§ **Your task**
Rewrite the material starting at the line that contains "Signal-phase audit: put a marker on every instance of the lab" and ending with the last line of the material, changing every "collar" to "lapel" and keeping everything else the same.

§ **Working data**

= = = =

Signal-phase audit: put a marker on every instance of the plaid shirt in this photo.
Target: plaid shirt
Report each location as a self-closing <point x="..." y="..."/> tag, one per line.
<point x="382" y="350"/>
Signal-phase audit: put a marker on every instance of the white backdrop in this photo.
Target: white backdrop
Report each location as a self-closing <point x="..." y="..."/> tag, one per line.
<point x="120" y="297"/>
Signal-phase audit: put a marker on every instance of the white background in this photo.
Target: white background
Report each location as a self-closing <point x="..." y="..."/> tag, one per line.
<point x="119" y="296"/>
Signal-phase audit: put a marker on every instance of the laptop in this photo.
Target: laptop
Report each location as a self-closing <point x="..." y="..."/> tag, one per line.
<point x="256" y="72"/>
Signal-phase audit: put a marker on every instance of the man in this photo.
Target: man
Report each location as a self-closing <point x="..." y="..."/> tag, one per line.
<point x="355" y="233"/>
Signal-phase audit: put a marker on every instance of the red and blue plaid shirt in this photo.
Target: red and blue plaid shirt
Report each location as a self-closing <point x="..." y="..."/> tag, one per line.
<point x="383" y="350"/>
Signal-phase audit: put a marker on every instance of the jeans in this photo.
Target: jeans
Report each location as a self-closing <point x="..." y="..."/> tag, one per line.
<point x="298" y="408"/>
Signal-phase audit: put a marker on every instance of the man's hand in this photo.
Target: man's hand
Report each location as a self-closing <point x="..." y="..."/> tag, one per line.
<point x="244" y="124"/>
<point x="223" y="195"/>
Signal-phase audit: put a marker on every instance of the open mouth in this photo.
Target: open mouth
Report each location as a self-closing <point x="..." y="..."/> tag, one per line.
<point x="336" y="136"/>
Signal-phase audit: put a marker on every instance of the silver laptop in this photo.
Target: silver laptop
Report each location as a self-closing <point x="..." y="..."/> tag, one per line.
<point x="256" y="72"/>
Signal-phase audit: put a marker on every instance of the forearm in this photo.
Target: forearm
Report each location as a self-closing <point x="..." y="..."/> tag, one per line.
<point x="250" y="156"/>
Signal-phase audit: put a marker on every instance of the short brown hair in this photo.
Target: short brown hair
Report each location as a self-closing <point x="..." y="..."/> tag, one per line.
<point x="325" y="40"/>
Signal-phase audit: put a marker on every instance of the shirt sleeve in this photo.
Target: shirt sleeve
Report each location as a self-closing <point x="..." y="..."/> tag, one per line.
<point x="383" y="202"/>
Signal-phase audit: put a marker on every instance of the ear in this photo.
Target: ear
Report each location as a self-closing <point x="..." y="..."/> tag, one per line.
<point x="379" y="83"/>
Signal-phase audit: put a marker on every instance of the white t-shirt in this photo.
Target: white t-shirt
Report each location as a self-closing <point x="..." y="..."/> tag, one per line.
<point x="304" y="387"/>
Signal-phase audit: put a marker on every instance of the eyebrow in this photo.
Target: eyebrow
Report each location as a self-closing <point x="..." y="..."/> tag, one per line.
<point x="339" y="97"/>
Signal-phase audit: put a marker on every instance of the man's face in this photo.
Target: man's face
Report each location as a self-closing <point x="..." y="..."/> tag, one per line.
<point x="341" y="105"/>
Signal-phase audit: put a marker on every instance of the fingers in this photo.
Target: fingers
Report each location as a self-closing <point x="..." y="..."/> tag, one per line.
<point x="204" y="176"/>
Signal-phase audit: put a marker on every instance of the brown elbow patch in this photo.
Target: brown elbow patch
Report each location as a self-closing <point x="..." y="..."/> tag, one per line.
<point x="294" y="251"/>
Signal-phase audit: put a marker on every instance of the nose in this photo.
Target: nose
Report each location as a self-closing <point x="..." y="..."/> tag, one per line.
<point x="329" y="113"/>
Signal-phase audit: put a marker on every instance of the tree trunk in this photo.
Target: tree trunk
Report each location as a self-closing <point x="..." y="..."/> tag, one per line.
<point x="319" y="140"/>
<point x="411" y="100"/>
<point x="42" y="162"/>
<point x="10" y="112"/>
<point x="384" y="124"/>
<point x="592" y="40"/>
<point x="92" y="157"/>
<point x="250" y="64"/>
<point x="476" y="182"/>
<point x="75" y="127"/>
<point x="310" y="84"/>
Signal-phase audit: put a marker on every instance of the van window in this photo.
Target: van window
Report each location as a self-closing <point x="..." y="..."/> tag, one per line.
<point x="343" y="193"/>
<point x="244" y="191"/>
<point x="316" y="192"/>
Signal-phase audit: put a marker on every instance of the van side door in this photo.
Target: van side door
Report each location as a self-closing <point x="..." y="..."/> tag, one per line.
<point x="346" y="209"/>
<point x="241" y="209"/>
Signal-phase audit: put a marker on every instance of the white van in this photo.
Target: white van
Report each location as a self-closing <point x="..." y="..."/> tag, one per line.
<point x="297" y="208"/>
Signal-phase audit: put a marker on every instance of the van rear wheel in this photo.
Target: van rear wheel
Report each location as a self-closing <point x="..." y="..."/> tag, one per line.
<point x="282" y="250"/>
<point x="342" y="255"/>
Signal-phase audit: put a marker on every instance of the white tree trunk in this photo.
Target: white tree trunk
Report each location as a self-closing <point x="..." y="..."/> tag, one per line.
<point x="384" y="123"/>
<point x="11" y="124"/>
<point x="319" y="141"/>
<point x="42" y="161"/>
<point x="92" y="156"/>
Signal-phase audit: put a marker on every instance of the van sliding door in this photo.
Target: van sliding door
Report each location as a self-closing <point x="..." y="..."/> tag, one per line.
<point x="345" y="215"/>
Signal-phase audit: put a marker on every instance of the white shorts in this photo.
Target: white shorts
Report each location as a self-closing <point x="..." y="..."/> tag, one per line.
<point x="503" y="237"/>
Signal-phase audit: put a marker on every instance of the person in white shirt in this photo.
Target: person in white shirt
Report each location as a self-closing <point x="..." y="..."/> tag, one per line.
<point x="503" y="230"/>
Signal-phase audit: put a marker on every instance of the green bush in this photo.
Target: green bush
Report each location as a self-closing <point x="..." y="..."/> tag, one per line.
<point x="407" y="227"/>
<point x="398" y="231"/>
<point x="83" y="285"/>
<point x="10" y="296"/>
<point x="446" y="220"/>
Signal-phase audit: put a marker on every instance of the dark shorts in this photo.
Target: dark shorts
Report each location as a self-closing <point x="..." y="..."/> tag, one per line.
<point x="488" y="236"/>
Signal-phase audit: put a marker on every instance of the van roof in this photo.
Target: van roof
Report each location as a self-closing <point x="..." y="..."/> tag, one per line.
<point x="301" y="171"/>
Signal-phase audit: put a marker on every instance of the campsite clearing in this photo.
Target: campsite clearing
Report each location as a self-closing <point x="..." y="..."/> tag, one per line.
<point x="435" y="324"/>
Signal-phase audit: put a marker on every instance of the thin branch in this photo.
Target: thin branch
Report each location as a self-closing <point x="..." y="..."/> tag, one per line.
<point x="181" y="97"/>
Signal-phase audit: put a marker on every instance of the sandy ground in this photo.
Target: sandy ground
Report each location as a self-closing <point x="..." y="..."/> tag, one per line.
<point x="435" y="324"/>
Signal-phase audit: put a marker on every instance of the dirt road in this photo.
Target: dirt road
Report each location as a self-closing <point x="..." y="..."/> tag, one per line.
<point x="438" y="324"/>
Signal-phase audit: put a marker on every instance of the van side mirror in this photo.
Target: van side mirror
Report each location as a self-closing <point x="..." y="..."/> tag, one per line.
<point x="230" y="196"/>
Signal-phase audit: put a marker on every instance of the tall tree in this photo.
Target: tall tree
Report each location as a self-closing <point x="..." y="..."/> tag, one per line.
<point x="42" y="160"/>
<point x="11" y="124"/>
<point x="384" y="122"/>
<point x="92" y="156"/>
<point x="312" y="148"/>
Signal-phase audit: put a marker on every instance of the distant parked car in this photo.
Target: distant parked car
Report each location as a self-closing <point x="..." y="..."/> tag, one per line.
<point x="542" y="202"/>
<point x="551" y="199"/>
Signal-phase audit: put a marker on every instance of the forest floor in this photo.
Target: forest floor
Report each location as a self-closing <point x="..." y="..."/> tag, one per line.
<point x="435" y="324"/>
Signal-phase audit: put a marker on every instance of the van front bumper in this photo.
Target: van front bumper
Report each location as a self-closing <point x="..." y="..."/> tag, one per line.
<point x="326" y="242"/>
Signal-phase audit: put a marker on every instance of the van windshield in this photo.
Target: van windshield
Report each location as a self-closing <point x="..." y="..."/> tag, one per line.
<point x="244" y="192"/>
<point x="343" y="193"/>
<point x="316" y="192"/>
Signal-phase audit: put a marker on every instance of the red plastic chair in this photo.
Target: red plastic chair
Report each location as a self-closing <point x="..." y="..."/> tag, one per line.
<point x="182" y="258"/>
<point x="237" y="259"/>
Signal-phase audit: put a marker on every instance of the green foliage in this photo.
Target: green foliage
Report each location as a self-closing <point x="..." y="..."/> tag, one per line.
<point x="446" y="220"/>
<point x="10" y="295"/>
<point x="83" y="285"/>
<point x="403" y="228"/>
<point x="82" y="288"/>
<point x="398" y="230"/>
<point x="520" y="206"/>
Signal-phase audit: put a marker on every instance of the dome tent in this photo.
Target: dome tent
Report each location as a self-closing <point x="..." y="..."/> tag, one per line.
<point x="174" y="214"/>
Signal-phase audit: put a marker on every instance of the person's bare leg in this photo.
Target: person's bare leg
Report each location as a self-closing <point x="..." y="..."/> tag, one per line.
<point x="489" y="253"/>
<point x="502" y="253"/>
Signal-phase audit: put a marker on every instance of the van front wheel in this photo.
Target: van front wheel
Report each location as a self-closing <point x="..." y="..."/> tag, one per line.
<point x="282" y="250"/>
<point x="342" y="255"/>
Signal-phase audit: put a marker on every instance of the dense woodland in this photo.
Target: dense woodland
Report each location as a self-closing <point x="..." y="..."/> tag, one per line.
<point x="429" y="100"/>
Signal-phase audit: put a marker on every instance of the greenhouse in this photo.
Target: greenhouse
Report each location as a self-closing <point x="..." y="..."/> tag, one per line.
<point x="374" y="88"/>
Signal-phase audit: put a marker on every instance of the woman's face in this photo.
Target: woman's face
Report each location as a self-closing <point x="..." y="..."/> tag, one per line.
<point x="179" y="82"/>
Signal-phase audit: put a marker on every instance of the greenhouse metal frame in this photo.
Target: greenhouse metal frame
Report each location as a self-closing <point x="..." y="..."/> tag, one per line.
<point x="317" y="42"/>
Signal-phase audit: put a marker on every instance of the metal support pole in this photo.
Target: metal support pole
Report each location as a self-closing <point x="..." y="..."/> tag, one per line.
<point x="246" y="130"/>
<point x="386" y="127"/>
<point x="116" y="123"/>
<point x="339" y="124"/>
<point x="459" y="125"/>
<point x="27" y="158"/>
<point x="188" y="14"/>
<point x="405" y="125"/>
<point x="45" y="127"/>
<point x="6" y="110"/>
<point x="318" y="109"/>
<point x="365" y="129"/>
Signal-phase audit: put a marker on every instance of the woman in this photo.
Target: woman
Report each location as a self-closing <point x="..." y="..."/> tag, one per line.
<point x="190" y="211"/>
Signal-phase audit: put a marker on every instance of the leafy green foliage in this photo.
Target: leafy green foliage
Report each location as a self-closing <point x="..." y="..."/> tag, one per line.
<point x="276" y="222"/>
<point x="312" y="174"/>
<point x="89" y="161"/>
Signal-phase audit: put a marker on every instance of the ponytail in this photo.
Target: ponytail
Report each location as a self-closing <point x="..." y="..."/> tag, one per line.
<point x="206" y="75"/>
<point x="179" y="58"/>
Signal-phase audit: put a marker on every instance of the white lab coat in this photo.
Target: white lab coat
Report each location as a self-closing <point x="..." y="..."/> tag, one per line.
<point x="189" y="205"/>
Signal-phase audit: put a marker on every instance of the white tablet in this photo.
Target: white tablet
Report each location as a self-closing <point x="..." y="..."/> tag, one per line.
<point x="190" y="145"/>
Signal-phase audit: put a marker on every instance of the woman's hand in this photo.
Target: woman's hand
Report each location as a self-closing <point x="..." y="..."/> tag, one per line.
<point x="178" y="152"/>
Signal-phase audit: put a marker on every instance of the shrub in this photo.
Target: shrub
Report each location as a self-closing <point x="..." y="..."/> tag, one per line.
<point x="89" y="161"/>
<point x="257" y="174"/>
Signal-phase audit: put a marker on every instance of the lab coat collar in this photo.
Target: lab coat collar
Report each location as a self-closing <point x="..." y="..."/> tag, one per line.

= = = =

§ **Reply**
Signal-phase audit: put a marker on every instance of the lab coat lapel in this photo.
Target: lab coat lapel
Report each location as a self-closing <point x="..." y="..."/> tag, one per line.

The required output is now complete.